Available data
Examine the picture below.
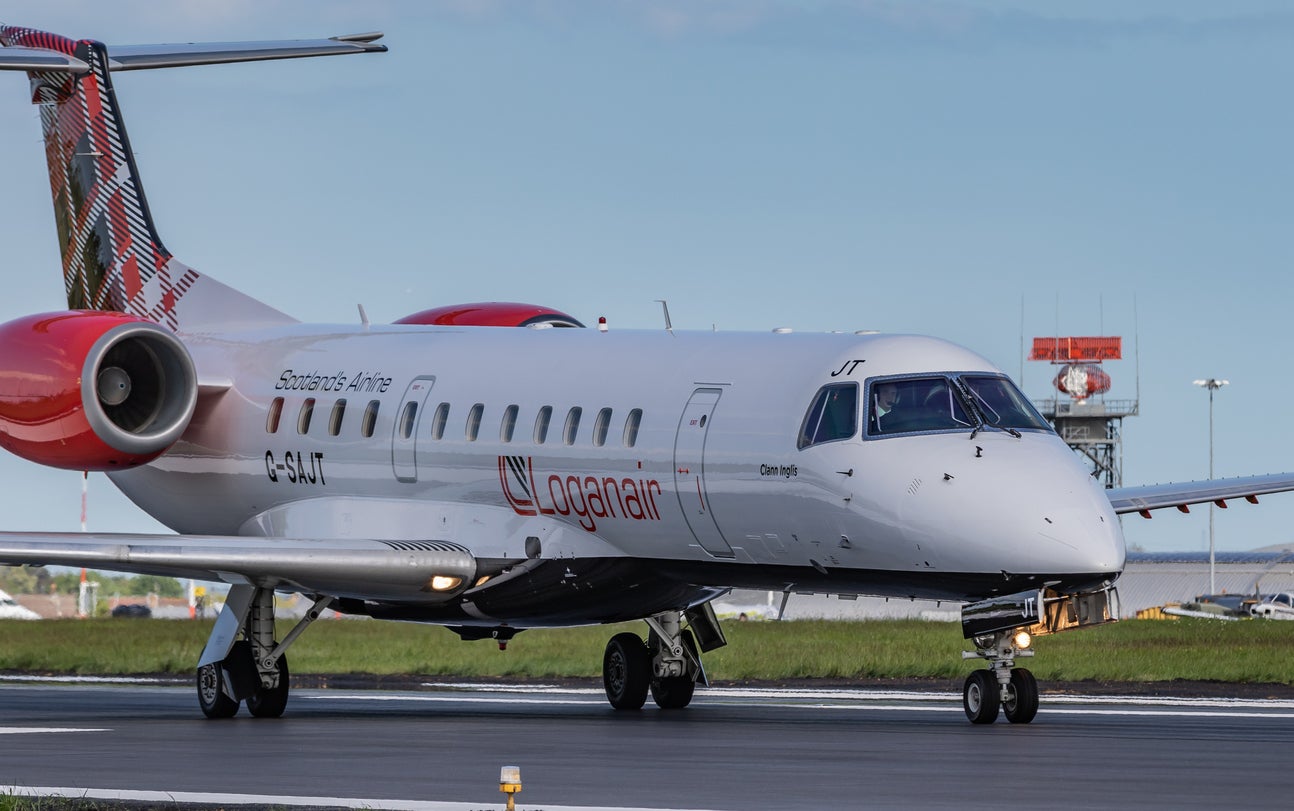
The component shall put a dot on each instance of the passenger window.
(599, 427)
(276, 411)
(915, 405)
(572, 427)
(408, 417)
(439, 419)
(303, 419)
(632, 423)
(541, 424)
(509, 424)
(370, 418)
(832, 415)
(334, 422)
(474, 422)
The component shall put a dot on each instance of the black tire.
(1021, 702)
(981, 697)
(211, 692)
(271, 702)
(626, 671)
(676, 692)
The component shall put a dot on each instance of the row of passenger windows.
(334, 421)
(408, 421)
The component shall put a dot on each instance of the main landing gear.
(1000, 684)
(668, 664)
(242, 664)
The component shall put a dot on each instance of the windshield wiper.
(1003, 428)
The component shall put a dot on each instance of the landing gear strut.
(1000, 684)
(1002, 627)
(242, 662)
(668, 664)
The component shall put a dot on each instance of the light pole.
(1213, 384)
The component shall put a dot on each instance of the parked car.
(1275, 607)
(132, 609)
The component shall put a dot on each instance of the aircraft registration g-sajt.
(384, 471)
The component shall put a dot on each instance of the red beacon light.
(1079, 360)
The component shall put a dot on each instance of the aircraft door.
(404, 437)
(690, 471)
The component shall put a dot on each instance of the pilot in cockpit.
(887, 399)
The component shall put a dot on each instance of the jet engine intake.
(92, 391)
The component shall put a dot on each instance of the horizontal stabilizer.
(142, 57)
(40, 58)
(356, 568)
(184, 54)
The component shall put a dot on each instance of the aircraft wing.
(1156, 497)
(361, 568)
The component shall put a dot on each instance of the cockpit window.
(832, 415)
(907, 405)
(1002, 405)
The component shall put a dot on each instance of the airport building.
(1151, 580)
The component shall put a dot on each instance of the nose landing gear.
(1000, 684)
(1002, 629)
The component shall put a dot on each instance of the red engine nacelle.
(492, 314)
(92, 391)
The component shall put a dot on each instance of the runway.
(443, 748)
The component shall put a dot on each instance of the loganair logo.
(582, 496)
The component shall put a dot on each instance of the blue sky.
(978, 171)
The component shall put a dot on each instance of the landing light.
(444, 582)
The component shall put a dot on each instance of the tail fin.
(113, 258)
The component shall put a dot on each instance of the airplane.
(494, 467)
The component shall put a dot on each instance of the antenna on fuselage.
(664, 305)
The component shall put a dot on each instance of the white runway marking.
(69, 679)
(271, 800)
(43, 730)
(857, 700)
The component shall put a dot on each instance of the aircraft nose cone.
(1022, 506)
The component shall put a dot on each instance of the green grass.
(1130, 651)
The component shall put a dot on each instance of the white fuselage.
(709, 488)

Work task
What the records say must be written out exactly, with none of their pictures.

Exercise result
Examine the picture below.
The component shall put a dot on each instance of the passenger window.
(599, 427)
(276, 411)
(915, 405)
(572, 427)
(408, 417)
(439, 419)
(303, 419)
(632, 423)
(541, 424)
(509, 424)
(370, 418)
(832, 415)
(334, 422)
(474, 422)
The component shall put a dot on each instance of the black tire.
(1021, 702)
(981, 697)
(211, 692)
(271, 702)
(626, 671)
(676, 692)
The component shall put a dot on each instance of the row of passenger windows.
(334, 421)
(408, 421)
The component shall put a dot on each instance of the main landing gear.
(1000, 684)
(668, 664)
(242, 664)
The component shall put a dot on each instance of the windshield wiper.
(1003, 428)
The component shall put a dot on each instance of the landing gear strut.
(1000, 684)
(1002, 627)
(242, 662)
(668, 664)
The component shall put a dot on each instance of the light pole.
(1213, 384)
The component shall put a dot on each instance of the parked car.
(1275, 607)
(132, 609)
The component shall put a dot on each instance of the aircraft registration g-sajt.
(384, 471)
The component shall put a dot on each instance of the red beacon light.
(1079, 360)
The component shall put a dot on each instance of the aircraft door.
(404, 437)
(690, 471)
The component shall put a dot on each instance of the pilot in cockpit.
(887, 399)
The component shall put a dot on each instance of the jet engine intake.
(92, 391)
The component shall put a dot on each instance of the horizontal stabilizer.
(142, 57)
(40, 58)
(356, 568)
(184, 54)
The component shall put a dot on each instance of the aircraft wing.
(1156, 497)
(361, 568)
The component shall put a dot on each instance of the cockpit window.
(832, 415)
(907, 405)
(1002, 405)
The component shall put a dot on each instance of the airport building.
(1151, 580)
The component shall put a dot on each instance of the nose landing gear.
(1000, 684)
(1002, 629)
The component shall put a dot on each instance of the red engine nacelle.
(492, 314)
(92, 391)
The component shall put a dot on each instance of the runway.
(443, 748)
The component shall put a dot on each instance of the loganair logo.
(582, 496)
The component shall put a dot on each instance of the blue sky.
(978, 171)
The component shall put a dot on each instance of the landing light.
(444, 582)
The component shall put a dot on each instance of the tail fin.
(113, 258)
The component shall put a dot on each instance of the airplane.
(494, 467)
The component shall put a dot on each instance of the antenna on fuselage.
(664, 305)
The component shall put a dot on each instance of the white runway marking.
(69, 679)
(271, 800)
(43, 730)
(857, 700)
The component shall put a dot on each instance of the aircraft nose cone.
(1022, 506)
The component shall put a dot on each instance of the green grass.
(1130, 651)
The component shall put a dot on each instance of the white fuselage.
(709, 488)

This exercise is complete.